>> start Excerpted data

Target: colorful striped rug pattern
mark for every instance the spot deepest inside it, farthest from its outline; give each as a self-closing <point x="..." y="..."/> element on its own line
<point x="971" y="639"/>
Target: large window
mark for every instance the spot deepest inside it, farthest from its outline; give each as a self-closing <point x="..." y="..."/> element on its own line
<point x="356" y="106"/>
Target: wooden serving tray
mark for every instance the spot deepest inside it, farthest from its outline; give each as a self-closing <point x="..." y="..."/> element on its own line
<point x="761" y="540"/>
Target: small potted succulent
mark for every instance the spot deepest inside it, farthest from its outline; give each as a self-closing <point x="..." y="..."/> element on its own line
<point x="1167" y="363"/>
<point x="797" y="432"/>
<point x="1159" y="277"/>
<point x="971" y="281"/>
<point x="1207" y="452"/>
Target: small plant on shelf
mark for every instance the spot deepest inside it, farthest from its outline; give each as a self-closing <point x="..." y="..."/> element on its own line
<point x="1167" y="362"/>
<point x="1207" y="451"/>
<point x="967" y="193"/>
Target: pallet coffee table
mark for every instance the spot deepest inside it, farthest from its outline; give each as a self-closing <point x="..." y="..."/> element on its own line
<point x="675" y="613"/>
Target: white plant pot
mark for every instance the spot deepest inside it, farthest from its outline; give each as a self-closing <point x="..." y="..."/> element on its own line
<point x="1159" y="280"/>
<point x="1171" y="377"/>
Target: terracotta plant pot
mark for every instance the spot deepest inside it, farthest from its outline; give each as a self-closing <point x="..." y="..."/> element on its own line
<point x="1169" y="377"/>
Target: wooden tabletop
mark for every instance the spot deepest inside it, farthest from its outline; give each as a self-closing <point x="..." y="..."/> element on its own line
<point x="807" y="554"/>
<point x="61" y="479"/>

>> end Excerpted data

### Task prompt
Repeat the lines from the one containing "Target: white plant pot" through the end of the listing, exactly and without any other lines; both ends are included.

### Correct output
Target: white plant pot
mark for every instance the spot deepest inside it, farthest from its outline; give each as a self-closing <point x="..." y="..."/> element on its own line
<point x="1159" y="280"/>
<point x="1171" y="377"/>
Target: terracotta plant pot
mark for every instance the spot deepest inside it, farthest from its outline; give each as a self-closing <point x="..." y="..."/> element on its own line
<point x="1169" y="377"/>
Target: wooden tabletop
mark for every instance the spot deepest inside it, farthest from its outline; give each as a self-closing <point x="..." y="..."/> element on its own line
<point x="807" y="554"/>
<point x="61" y="479"/>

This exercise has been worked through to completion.